**WHAT YOU NEED TO DO:**
1. Write out the stretch of the Derek Walcott text from "In this new" through "Theatre in London.", word for word.
2. Carry on the text about Derek Walcott from its last sentence.

### EXTRACT PROVIDED ###

When 'In a Green Night' appeared, Derek Walcott was at once recognized as a poet of importance. Robert Graves wrote that 'Walcott handles English with a closer understanding of its inner magic than most (if not any) of his English-born contemporaries.' Charles Causly called him 'a new poet of imaginative energy and power', and P.N. Furbank spoke of his 'immense freshness and verve'.
In this new book Walcott is again an interpreter between the Old World and the New. Making beautiful use of Caribbean imagery, he is mainly concerned with the themes of isolation, and the resolution of identity through lonliness. In some of the poems a Crusoe figure appears, and is seen as a second Adam, the bearer of an older culture and the first craftsman of the New World. Others are about America, especially New York, and that contrast of climate and cultures with which he is much concerned. It truly has been said of him, 'History has made him a citizen of the world.'
Derek Walcott was born in St. Lucia in 1930. A graduate of the University College of the West Indies, he was in 1957 awarded a Fellowship by the Rockefeller Foundation to study the American theatre. Two of his one-act plays have been performed at the Royal Court Theatre in London.
Derek Walcott was a Caribbean poet, playwright, writer and visual artist. Born in Castries, St. Lucia, he won the Nobel Prize for Literature in 1992 "for a poetic oeuvre of great luminosity, sustained by a historical vision, the outcome of a multicultural commitment."
His work, which developed independently of the schools of magic realism emerging in both South America and Europe at around the time of his birth, is intensely related to the symbolism of myth and its relationship to culture. He was best known for his epic poem Omeros, a reworking of Homeric story and tradition into a journey around the Caribbean and beyond to the American West and London.

### ENTRIES PROVIDED ###

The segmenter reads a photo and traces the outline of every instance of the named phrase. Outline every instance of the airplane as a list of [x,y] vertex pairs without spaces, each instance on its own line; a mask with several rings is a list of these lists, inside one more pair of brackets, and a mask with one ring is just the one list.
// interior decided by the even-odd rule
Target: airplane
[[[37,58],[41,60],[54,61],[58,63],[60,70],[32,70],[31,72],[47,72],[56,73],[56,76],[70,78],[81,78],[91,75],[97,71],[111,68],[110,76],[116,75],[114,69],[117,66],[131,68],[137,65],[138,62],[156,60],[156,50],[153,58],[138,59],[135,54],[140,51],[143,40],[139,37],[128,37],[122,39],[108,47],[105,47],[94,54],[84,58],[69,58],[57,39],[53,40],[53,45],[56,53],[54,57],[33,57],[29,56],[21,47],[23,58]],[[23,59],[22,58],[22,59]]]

###
### ENTRIES PROVIDED ###

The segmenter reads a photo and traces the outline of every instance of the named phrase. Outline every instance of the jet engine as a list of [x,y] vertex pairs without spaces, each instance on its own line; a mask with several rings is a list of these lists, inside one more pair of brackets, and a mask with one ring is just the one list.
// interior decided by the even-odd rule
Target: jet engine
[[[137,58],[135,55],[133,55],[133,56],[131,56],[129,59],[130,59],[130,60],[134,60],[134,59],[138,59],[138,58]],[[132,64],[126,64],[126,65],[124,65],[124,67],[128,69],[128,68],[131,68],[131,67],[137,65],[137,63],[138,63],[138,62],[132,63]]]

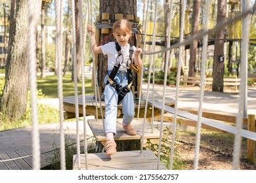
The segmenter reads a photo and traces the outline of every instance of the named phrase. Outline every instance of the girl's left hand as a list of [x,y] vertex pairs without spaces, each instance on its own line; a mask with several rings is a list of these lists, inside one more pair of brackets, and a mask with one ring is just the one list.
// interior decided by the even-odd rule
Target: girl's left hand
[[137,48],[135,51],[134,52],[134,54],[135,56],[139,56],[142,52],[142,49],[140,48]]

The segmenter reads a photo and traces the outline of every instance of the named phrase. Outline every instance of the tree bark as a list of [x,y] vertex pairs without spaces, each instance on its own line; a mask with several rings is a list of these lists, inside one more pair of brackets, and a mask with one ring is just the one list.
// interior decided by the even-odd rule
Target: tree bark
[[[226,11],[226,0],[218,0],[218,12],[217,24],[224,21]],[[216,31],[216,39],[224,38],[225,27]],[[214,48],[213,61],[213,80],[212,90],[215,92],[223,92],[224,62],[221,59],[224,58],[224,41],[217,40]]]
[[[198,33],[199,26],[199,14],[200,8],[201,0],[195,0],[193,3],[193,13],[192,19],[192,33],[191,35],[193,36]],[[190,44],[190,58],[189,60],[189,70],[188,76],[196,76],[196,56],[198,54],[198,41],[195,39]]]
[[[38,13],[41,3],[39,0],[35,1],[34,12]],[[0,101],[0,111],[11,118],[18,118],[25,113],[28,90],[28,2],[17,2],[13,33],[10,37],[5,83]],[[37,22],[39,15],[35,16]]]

###

**ANSWER SET:**
1.
In this new book Walcott is again an interpreter between the Old World and the New. Making beautiful use of Caribbean imagery, he is mainly concerned with the themes of isolation, and the resolution of identity through lonliness. In some of the poems a Crusoe figure appears, and is seen as a second Adam, the bearer of an older culture and the first craftsman of the New World. Others are about America, especially New York, and that contrast of climate and cultures with which he is much concerned. It truly has been said of him, 'History has made him a citizen of the world.'
Derek Walcott was born in St. Lucia in 1930. A graduate of the University College of the West Indies, he was in 1957 awarded a Fellowship by the Rockefeller Foundation to study the American theatre. Two of his one-act plays have been performed at the Royal Court Theatre in London.

2.
Walcott founded the Trinidad Theatre Workshop in 1959, which has produced his plays (and others) since that time, and remained active with its Board of Directors until his death. He also founded Boston Playwrights' Theatre at Boston University in 1981. In 2004, Walcott was awarded the Anisfield-Wolf Lifetime Achievement Award, and had retired from teaching poetry and drama in the Creative Writing Department at Boston University by 2007. He continued to give readings and lectures throughout the world after retiring. He divided his time between his home in the Caribbean and New York City.
The starved eye devours the seascape for the morsel Of a sail.
The horizon threads it infinitely.
Action breeds frenzy. I lie, Sailing the ribbed shadow of a palm, Afraid lest my own footprint multiply.
Blowing sand, thin as smoke, Bored, shifts its dunes. The surf tires of its castles like a child.
The salt green vine with yellow trumpet-flower, A net, inches across nothing. Nothing: the rage with which the sandfly's head is filled.
Pleasures of an old man: Morning: contemplative evacuation, considering The dried leaf, nature's plan.
In the sun, the dog'd faeces Crusts, whitens like coral. We end in earth, from earth began. In our own entrails, genesis.
If I listen I can hear the polyp build, The silence thwanged by two waves of the sea. Cracking a sea-louse, I make thunder split.
Godlike, annihilating godhead, art And self, I abandon Dead metaphors: the almond's leaf-like heart,
The ripe brain rotting like a yellow nut Hatching Its babel of sea-lice, sandfly and maggot,
That green wine bottle's gospel choked with sand, Labelled, a wrecked ship, Clenched seawood nailed and white as a man's hand.
- The Castaway, pg. 9-10
* * *
Something removed roars in the ears of this house, Hangs its drapes windless, stuns mirrors Till reflections lack substance.
Some sound like the gnashing of windmills ground To a dead halt; A deafening absence, a blow.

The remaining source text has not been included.